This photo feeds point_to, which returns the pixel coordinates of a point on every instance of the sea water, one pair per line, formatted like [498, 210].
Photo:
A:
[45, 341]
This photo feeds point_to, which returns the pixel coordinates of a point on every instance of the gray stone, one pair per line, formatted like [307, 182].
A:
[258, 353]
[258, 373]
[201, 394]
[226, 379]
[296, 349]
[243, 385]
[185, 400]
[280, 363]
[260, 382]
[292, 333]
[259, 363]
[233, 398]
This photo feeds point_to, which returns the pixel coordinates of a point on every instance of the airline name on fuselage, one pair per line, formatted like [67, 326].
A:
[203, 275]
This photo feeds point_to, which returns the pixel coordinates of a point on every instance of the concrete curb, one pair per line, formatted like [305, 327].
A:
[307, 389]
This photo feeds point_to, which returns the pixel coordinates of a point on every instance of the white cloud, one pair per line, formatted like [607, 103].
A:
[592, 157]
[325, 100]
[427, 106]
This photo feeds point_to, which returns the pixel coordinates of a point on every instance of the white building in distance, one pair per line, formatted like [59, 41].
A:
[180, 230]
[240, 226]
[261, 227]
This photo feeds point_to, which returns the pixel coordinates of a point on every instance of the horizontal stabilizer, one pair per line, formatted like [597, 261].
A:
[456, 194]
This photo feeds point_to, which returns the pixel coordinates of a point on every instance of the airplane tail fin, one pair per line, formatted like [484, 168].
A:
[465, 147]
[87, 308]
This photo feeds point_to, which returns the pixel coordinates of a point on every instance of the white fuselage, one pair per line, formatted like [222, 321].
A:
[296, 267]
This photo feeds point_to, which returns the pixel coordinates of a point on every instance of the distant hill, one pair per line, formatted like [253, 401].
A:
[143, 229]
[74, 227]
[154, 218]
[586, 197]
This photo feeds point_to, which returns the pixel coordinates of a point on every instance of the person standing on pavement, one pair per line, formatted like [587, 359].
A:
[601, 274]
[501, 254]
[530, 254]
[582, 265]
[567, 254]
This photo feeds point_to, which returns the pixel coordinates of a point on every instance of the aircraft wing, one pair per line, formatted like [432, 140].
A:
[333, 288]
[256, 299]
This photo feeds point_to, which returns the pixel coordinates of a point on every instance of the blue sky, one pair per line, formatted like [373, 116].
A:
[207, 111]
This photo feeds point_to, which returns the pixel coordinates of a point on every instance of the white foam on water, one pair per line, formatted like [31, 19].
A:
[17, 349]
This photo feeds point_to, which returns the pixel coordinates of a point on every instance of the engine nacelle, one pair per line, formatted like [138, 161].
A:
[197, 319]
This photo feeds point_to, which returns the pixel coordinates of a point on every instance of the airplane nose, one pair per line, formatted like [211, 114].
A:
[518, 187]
○ ○ ○ ○ ○ ○ ○
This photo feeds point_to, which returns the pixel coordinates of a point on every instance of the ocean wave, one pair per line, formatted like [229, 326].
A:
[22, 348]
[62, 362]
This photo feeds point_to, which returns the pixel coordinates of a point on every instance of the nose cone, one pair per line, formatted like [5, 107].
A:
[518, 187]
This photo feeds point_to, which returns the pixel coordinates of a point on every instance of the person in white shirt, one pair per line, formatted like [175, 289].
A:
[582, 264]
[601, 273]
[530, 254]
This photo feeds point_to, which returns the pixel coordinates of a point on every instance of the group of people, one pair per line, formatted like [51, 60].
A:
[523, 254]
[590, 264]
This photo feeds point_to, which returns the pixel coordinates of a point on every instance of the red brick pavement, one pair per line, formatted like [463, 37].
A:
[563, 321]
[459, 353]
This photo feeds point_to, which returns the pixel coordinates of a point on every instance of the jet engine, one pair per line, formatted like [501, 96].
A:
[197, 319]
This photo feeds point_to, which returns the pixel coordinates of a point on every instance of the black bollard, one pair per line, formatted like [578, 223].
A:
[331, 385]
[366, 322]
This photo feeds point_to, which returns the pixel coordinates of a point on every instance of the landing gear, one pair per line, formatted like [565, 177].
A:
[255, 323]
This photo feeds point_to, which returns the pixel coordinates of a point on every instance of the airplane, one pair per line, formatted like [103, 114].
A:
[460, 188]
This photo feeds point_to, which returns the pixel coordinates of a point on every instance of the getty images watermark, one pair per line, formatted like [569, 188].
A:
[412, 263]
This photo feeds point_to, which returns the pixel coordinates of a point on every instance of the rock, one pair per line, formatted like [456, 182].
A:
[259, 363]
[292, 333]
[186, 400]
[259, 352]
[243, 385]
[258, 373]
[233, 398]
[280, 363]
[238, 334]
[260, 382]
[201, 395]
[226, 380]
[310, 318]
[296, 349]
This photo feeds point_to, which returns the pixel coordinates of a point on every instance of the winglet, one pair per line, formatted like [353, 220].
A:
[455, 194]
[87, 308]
○ ○ ○ ○ ○ ○ ○
> **WHAT IS EXPECTED**: Please report every line of the data above that contains the string "curb". Case counts.

> **EXERCISE RESULT**:
This photo feeds point_to, which returns the pixel coordinates of a point on every instance of the concrete curb, one pair per line, formatted like [305, 327].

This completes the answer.